##### SUPPLIED PASSAGE

Research has shown that an engaged workforce is a productive workforce, Yet, faced with multiple demands, information glut, and an expectation that team members be available 24/7, for many, work has become more about a list of to-dos rather than a meaningful and passionate experience. In fact, according to the American Psychological Association, job pressure is the number one cause of stress in the United States.
The Cost of Stress
Stress reduces employee engagement, limits productivity and breakthrough thinking, and  may create conflicts among team members.

It’s also expensive. In 2014 alone, the cost to employers in stress-related healthcare and missed work was $300 billion. Although it is the individual’s responsibility for how he or she relates to pressure– the energy of change–if you want your associates to be engaged, high performing, and healthy, you need to create an environment that supports wellbeing.

Mindfulness Meditation and Yoga Programs and Their Impact on Productivity
1)Many large organizations, such as Aetna, Google, Goldman Sachs and Best Buys are offering mindfulness meditation and/or yoga programs to help employees at all levels deal with often overwhelming pressure. At Aetna, more than one-quarter of the company’s work force of 50,000 has participated in at least one class, and those who have report, on average, a 28 percent reduction in their stress levels, a 20 percent improvement in sleep quality and a 19 percent reduction in pain.
They also became more effective on the job, gaining an average of 62 minutes per week of productivity each, which Aetna estimates is worth $3,000 per employee per year. Demand for the programs continues to rise; every class is overbooked.

Other organizations such as Cellular One, The Wharton School, the Marines and a world-class beauty company , which chooses to remain unnamed, has offered what they call mindfulness in action programs  based on Aikido, a Japanese martial art,  which teaches the harmonious resolution of conflict.  These programs teach participants how to remain calm focused and centered under increasing levels of pressure by developing muscle memory and reprinting their nervous systems to override reactive patterns for more effective responses.

Other Examples of Building a Culture to Enhance Engagement and Reduce Stress
Beyond these mind/body approaches there are a multitude of ways to build a culture that enhances engagement and reduces stress.  Here are a few examples from my recently published book, Stress Less Achieve More: Simple Ways to Turn Pressure into a Positive Force in Your Life.

2)Tim Arnst, Sr.V.P. of HR International at Universal Studios Parks and Resorts recognized that people’s attention becomes scattered when they are unclear of the organization’s  strategy.  Unable to determine what assignments or aspects of their work are crucial to the organizations’ success, they become less engaged and unproductive because they don’t know if their work makes a difference.

In most organizations, the C-Suite’s objectives get filtered down through the organization with leaders telling their teams who in turn tell theirs.  Like the old game of telephone, the message becomes so filtered  it’s not only hard to know what’s real, the message loses its initial vitality.

Tim counteracted this by bringing the entire human resource group together — his VPS to his coordinators –for a strategy session. He explained why the strategy was important, what he saw each division doing to get them to their goals, and the three critical things that needed to be done in each area including why they were important to the overall business strategy. “I could see the relief on their faces. I could see them thinking I see how I fit; I see how I am a part of this bigger thing. And the bigger thing is not just HR, it’s the business. ”

##########
##### MATERIAL PROVIDED

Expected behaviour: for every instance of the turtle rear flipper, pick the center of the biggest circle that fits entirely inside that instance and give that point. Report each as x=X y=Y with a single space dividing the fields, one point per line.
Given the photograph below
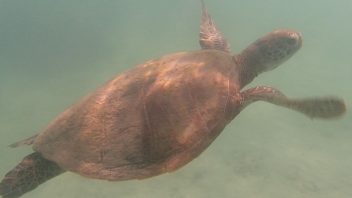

##########

◆ SHORT TASK A
In the workplace stress article, what did stress-related healthcare and missed work cost employers in 2014?
◆ SHORT TASK B
Copy word for word the part of the workplace stress article starting at "It’s also expensive." and ending at "that supports wellbeing.".
◆ SHORT TASK C
Name every large organization that the workplace stress article says offers mindfulness meditation and/or yoga programs to employees.

◆ FINAL RESULT A
$300 billion.

◆ FINAL RESULT B
It’s also expensive. In 2014 alone, the cost to employers in stress-related healthcare and missed work was $300 billion. Although it is the individual’s responsibility for how he or she relates to pressure– the energy of change–if you want your associates to be engaged, high performing, and healthy, you need to create an environment that supports wellbeing.

◆ FINAL RESULT C
Aetna, Google, Goldman Sachs, Best Buys